• Written problem: Your copy should begin at the line containing "Task: place one keypoint on every instance of the clear" and end at the last line of the records; transcribe those lines exactly and leave out every picture.

- - - - -

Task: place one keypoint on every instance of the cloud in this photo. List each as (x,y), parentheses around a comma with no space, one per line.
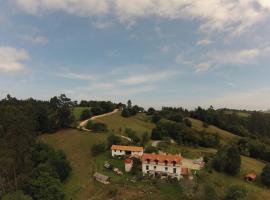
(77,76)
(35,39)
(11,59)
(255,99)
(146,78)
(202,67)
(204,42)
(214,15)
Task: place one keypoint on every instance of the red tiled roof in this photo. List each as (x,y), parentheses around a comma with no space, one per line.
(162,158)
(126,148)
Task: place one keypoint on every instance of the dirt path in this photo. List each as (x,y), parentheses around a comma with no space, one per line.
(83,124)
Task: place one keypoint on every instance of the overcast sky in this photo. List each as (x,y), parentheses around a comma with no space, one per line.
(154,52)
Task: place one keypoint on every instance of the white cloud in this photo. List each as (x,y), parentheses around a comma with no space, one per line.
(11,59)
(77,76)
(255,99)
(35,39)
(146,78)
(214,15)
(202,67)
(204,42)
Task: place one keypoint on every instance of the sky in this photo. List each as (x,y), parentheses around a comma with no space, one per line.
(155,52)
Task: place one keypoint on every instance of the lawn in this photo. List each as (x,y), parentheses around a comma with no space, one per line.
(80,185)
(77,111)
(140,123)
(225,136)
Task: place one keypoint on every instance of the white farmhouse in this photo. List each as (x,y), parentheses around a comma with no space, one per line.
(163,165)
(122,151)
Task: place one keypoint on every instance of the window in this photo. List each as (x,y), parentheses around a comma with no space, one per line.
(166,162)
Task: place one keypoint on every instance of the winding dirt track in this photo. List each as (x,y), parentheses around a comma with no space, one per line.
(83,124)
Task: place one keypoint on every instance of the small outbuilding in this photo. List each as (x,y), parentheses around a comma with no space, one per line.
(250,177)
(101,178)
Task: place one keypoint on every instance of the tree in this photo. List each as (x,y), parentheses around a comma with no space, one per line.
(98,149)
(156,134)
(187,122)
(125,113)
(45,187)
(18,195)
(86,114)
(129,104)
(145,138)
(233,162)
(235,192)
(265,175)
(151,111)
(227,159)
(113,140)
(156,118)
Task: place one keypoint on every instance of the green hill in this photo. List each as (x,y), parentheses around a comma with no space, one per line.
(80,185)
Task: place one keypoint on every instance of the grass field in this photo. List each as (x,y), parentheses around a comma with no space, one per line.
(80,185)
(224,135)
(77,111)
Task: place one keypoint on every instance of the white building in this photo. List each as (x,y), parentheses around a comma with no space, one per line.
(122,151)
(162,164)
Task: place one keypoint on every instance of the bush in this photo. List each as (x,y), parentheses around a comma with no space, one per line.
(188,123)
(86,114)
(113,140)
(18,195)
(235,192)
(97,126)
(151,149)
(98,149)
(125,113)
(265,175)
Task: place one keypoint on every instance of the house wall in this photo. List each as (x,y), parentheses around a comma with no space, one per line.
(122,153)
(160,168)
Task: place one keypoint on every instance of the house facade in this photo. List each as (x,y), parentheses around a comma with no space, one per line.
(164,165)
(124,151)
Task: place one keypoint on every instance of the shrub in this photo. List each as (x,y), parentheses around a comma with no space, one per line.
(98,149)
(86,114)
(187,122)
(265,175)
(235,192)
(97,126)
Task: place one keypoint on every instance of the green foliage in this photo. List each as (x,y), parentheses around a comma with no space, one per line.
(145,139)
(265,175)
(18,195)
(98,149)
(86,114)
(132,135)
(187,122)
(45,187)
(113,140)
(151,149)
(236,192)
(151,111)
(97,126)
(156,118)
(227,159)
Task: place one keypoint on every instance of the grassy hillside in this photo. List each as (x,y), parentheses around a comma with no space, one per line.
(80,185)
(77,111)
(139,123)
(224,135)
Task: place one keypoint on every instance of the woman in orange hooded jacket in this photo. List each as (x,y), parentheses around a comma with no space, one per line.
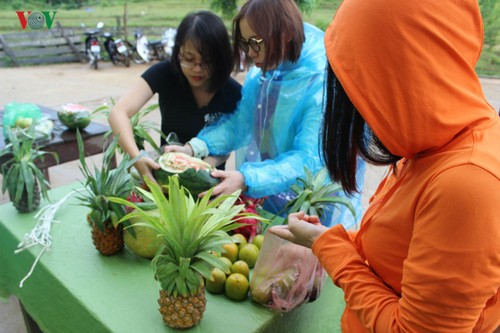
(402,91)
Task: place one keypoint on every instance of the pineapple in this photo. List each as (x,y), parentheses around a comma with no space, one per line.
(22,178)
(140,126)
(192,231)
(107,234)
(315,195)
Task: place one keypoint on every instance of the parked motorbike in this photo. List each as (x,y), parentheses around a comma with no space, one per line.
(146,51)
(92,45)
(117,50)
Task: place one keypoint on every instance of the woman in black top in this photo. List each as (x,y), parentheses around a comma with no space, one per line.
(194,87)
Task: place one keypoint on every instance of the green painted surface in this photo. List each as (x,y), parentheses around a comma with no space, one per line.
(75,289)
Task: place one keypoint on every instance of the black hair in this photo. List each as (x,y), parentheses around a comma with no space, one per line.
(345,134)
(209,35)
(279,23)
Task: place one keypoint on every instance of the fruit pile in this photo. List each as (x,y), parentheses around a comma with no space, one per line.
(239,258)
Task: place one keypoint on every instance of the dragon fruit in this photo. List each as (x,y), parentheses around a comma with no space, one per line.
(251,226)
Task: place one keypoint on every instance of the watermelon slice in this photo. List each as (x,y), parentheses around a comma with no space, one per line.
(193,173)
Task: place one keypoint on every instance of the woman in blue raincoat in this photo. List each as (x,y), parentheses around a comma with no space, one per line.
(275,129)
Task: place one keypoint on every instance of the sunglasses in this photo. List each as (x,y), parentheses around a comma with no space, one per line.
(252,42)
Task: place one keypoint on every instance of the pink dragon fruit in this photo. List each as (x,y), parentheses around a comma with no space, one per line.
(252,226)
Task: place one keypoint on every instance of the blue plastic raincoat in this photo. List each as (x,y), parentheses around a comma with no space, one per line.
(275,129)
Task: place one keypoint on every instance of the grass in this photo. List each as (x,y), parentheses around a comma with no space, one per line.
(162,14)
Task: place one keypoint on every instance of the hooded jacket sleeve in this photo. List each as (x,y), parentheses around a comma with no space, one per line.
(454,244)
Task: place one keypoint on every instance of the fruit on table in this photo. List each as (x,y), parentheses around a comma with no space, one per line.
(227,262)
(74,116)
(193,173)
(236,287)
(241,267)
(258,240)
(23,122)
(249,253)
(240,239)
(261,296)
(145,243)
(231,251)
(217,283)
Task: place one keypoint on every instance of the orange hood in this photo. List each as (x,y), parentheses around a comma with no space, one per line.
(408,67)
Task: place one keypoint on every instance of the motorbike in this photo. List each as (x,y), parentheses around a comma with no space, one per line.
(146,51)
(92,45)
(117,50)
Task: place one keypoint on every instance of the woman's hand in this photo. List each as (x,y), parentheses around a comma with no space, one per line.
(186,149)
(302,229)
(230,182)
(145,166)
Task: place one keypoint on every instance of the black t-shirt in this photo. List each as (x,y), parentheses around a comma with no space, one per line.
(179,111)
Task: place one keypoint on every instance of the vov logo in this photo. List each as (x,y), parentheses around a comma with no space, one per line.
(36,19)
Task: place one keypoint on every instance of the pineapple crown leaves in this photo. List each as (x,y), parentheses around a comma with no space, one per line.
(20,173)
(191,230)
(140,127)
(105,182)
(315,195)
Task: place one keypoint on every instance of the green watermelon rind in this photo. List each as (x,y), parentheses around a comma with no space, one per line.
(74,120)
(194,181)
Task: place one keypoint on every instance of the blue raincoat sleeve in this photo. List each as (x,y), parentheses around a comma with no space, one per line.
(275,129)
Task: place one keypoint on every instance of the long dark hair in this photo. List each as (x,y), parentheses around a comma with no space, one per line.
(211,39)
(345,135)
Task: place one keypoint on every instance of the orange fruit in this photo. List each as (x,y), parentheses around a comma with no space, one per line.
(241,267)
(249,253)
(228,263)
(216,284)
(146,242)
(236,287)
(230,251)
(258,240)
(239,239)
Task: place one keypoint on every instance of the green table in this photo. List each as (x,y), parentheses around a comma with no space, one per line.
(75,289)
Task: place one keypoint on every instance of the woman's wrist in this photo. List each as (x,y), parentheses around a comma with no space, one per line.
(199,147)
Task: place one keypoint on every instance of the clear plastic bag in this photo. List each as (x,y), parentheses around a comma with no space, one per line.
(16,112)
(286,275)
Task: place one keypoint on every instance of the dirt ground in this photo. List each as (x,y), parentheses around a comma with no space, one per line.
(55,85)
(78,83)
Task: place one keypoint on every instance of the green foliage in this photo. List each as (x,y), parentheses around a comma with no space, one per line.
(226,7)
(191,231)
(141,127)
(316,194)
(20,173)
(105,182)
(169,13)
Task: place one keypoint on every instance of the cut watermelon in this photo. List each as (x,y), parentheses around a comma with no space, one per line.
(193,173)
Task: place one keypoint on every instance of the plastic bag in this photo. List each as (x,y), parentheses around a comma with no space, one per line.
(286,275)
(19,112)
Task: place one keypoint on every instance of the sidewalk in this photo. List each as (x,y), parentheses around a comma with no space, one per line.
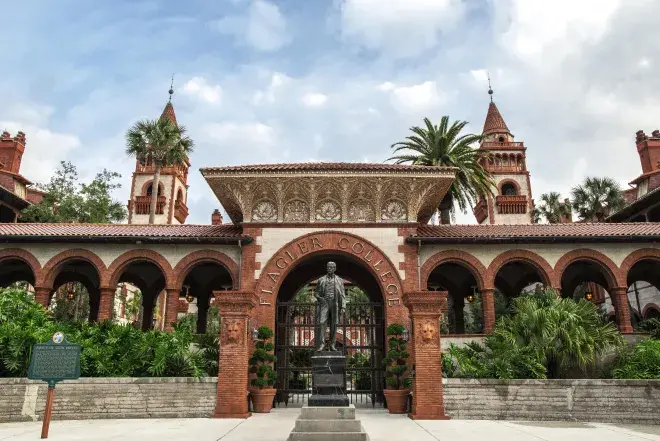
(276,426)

- - - - -

• Result of the task:
Task: place one keypoint on every instance of the clear plastic bag in this photo. List each as (x,y), parentheses around a comma with no space, one per line.
(16,112)
(286,275)
Task: place one keypoint on every instance of the dirt ground in this photo. List each as (x,y), parentheses around a comma with no space, one per line.
(55,85)
(78,83)
Task: place one keypoint on every instance of the green foliage in this photo. List each as (x,y), parentheses around a comma with no space, one per line.
(226,7)
(191,231)
(141,127)
(316,194)
(20,173)
(105,182)
(169,13)
Task: place one keypoint on every instance of the cut watermelon in this photo. List each as (x,y), parentheses around a comma with no space, one per line.
(193,173)
Task: place one keypoint on every instance of the plastic bag in this photo. List each as (x,y), parentheses around a comma with no space, one per line.
(286,275)
(19,112)
Task: place one keypoint on every instance of the sidewalk in this photo. List each as (x,y), parentheses around a comma with no space, one per line.
(276,426)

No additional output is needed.